Tasks for this exercise:
[a] From the album review, extract the passage starting with "What follows is" and going on through "suitably dramatic ending.".
[b] In the album review, what do the choruses of "Obscene as Cancer" prominently feature?

Document extract:
What follows is less a song and more a destructive force of nature in auditory form, but despite the maddeningly violent pace, neither "Obscene as Cancer" or the rest of the record overwhelm the listener or use their overt heaviness to mask a lack of songwriting talent. While the track's whirling vitriol might initially suggest otherwise, "Obscene as Cancer" is logically structured and gives ample space for more measured passages with choruses that prominently feature Hunt's clean singing, which has never sounded better. The track's rampaging gives way to a slower, atmosphere-heavy segment near its end that puts Hunt's grandiose cleans at the forefront of the mix. It offers just enough of a breather to counteract the otherwise blitzkrieg speed and segues into a suitably dramatic ending.

This kind of quality carries over into the subsequent eight tracks. While every song has their individual high points, Anaal Nathrakh never lingers on any one moment or musical element. A New Kind of Horror constantly moves from one grandiose auditory setpiece to the next, which causes the album to sound more like a nonstop highlight reel of metallic chaos than a mere collection of songs.

Dataset content:

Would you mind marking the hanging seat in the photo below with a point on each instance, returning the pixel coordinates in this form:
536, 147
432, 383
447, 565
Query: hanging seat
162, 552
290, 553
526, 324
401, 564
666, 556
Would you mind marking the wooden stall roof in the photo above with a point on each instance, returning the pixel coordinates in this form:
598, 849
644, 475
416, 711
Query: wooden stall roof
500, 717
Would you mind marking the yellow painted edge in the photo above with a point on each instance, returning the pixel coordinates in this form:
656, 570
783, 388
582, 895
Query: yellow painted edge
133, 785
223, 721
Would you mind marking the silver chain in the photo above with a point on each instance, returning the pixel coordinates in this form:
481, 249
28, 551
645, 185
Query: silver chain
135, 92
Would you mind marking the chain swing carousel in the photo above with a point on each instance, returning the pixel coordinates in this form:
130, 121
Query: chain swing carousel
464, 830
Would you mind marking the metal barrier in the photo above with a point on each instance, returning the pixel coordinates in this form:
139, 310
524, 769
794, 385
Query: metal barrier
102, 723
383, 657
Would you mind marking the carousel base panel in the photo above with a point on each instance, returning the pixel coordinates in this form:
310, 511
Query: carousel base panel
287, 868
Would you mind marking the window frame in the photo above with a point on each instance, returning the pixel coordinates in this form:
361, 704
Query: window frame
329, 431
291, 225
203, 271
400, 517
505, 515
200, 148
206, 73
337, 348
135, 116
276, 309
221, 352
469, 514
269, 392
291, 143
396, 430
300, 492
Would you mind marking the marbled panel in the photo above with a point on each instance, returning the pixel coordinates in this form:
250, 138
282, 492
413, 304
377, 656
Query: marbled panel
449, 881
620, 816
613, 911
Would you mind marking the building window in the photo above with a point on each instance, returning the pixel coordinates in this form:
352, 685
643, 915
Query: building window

Results by task:
[a]
What follows is less a song and more a destructive force of nature in auditory form, but despite the maddeningly violent pace, neither "Obscene as Cancer" or the rest of the record overwhelm the listener or use their overt heaviness to mask a lack of songwriting talent. While the track's whirling vitriol might initially suggest otherwise, "Obscene as Cancer" is logically structured and gives ample space for more measured passages with choruses that prominently feature Hunt's clean singing, which has never sounded better. The track's rampaging gives way to a slower, atmosphere-heavy segment near its end that puts Hunt's grandiose cleans at the forefront of the mix. It offers just enough of a breather to counteract the otherwise blitzkrieg speed and segues into a suitably dramatic ending.

[b] Hunt's clean singing.